- [TAREAS PENDIENTES]
• A. Reescribe el pasaje del texto sobre las fincas del Bembézar, comenzando en "Pues el hombre" y terminando en "de las caballerías.", y sustituye "prismáticos" por "binoculares".
• B. Según el texto sobre las fincas del Bembézar, ¿en qué lugares había que dejar los automóviles?

- [FRAGMENTO DE TEXTO]
═══

Elegir “El Brocal de la Umbría”, como balcón para ir ensalzando todo lo referente al presente comentario, es lo que justamente habría hecho mi abuelo Diego “El Sereno”, como saludo ancestral a tantas vivencias a lo largo del tiempo, para marcar un hito histórico en este bello lugar.
Pues el hombre debe utilizar todos los recursos de la naturaleza, pero procurando conservar sus virtudes esenciales, evitando que consideraciones puramente naturalistas deterioren la calidad del entorno en el que tenemos que desenvolvernos cada día.
Oteando con los prismáticos que desde allí se domina todo muy bien, y haciendo nuestros comentarios sobre la dificultad que tenían estas fincas -del río para allá- a la hora de montear, por no ser accesible para ningún medio rodado, todo absolutamente todo tenía que ser a lomos de las caballerías.
Lo automóviles había que dejarlos en Navaldurazno o en San Calixto, para tomar luego por el collado de las “Guindillas”, y siempre contando con el beneplácito del río Bembézar, se comenzaba a descender por la vereda de “Piedra Monje” (se llama así por el parecido que tiene con un monje puesto de pie) que se encuentra a mitad de camino aproximadamente, -siempre me pareció un buen contadero para búhos-, allí hace una curva la vereda y enfila, más pendiente todavía hasta lo que era el vado del río Bembézar, después ya todo era subir por una vereda muy pedregosa, que va jugando con los farallones de piedras a la vez que va ganando altura hasta que comienza a llanear un poco, para llegar a la “Piedra Escrita”, obra según dicen, de un cura de aquellos tiempos aficionado desde luego a la caza, el texto se puede leer en el Libro de Mariano Aguayo: “Montear en Córdoba”. Pero que también voy a reproducir aquí con su permiso.
“Salve noble caballero que, en pos de la montería, pasas por este sendero a la brava serranía que te da la bienvenida.

═══

- [DATOS PROPORCIONADOS]
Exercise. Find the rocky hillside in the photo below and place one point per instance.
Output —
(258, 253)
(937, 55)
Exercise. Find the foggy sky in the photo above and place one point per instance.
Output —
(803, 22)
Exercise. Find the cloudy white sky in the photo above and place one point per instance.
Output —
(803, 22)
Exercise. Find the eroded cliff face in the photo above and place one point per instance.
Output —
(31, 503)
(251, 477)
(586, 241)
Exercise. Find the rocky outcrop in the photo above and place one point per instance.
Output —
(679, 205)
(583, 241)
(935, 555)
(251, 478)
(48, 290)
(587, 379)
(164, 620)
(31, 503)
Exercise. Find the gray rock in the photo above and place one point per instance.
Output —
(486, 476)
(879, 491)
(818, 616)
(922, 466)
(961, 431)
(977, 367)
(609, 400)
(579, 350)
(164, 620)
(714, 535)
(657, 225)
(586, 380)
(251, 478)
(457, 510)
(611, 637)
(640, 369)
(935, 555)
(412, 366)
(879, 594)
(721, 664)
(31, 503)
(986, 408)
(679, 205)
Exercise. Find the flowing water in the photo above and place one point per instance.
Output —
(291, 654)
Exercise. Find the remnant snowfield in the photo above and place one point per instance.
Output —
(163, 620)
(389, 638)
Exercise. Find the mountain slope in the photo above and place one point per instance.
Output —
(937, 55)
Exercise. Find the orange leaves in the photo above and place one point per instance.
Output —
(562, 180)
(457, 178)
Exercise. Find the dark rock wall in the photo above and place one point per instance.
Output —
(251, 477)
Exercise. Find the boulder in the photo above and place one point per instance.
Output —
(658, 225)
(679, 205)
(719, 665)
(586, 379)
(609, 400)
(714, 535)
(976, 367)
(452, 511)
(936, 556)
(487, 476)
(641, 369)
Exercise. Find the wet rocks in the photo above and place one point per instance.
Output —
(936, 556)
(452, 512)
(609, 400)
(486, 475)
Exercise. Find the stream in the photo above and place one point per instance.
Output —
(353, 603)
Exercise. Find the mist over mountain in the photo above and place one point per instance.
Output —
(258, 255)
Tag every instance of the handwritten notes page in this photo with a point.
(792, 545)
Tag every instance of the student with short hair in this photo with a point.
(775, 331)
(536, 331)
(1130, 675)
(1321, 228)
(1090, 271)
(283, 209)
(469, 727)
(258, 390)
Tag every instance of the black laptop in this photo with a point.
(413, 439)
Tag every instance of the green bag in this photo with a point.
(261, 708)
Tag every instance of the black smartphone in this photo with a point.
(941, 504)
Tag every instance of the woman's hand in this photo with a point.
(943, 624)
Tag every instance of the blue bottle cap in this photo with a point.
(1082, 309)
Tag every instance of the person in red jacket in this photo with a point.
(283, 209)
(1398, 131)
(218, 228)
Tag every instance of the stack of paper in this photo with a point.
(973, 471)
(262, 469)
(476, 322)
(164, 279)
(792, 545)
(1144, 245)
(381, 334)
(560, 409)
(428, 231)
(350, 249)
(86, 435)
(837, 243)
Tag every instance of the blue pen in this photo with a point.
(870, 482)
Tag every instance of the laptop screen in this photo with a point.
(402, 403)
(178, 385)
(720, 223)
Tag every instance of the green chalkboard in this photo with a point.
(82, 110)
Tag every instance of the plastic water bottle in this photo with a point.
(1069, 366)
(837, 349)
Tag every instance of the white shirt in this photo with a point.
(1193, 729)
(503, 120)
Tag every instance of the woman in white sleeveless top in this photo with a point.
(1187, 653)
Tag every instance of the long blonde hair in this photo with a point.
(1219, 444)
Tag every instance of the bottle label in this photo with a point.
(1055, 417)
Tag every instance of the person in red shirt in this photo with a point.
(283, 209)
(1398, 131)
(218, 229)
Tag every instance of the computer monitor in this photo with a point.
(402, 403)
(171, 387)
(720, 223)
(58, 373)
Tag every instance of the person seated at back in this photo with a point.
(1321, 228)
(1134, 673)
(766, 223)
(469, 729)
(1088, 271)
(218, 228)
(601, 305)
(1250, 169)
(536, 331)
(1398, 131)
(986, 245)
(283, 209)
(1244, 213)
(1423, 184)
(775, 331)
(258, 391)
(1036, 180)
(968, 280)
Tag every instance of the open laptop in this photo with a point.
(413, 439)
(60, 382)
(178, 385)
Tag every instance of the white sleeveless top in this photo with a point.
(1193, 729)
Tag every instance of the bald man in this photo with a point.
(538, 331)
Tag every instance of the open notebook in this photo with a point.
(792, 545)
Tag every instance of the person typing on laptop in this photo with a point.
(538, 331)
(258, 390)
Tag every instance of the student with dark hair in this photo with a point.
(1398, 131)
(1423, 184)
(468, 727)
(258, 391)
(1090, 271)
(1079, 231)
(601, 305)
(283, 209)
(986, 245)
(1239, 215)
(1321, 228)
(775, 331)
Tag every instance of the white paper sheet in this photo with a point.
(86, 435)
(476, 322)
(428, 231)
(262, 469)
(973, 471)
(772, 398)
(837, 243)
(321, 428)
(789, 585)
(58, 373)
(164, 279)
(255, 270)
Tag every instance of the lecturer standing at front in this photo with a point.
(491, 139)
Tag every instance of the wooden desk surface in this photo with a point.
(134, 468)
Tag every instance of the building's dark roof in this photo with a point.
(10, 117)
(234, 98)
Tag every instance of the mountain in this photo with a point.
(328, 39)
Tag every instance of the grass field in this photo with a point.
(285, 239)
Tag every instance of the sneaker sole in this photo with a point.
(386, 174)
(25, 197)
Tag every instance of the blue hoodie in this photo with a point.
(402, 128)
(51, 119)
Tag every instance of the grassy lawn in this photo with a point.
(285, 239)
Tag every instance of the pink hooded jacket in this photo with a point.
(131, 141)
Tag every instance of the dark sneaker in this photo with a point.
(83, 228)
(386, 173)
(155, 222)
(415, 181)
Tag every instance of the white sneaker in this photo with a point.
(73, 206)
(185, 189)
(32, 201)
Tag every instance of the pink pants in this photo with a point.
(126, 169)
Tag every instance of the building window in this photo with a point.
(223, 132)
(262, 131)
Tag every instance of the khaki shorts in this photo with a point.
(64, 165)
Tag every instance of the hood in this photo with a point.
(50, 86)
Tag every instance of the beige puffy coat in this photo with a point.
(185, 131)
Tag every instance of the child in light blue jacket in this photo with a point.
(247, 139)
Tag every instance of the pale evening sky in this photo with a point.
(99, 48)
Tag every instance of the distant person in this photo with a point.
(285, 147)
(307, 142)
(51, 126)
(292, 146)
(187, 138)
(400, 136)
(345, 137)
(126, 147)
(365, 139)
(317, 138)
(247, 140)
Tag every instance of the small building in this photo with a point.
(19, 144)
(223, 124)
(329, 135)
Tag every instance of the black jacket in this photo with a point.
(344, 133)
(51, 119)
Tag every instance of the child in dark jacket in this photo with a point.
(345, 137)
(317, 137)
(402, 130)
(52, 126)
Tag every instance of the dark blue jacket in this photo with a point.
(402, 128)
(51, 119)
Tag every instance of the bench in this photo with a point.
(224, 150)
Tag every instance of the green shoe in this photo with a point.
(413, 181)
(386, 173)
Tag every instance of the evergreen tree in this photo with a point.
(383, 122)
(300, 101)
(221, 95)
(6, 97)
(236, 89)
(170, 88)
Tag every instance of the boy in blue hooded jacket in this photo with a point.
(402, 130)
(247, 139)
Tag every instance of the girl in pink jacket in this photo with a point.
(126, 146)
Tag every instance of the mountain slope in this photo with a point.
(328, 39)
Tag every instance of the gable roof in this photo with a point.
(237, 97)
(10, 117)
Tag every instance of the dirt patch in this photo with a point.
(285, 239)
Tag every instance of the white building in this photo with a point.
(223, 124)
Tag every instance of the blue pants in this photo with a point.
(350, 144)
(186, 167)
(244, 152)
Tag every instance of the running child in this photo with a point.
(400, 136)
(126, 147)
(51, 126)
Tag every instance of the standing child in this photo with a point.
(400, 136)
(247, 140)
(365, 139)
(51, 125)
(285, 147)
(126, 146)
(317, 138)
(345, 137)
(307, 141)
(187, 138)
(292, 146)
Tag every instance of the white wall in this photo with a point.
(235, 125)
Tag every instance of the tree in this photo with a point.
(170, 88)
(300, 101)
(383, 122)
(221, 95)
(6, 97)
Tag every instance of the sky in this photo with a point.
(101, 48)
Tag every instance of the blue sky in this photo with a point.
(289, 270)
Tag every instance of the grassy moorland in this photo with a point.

═══

- [RESPUESTAS A TAREAS]
• A.
Pues el hombre debe utilizar todos los recursos de la naturaleza, pero procurando conservar sus virtudes esenciales, evitando que consideraciones puramente naturalistas deterioren la calidad del entorno en el que tenemos que desenvolvernos cada día.
Oteando con los binoculares que desde allí se domina todo muy bien, y haciendo nuestros comentarios sobre la dificultad que tenían estas fincas -del río para allá- a la hora de montear, por no ser accesible para ningún medio rodado, todo absolutamente todo tenía que ser a lomos de las caballerías.

• B. En Navaldurazno o en San Calixto.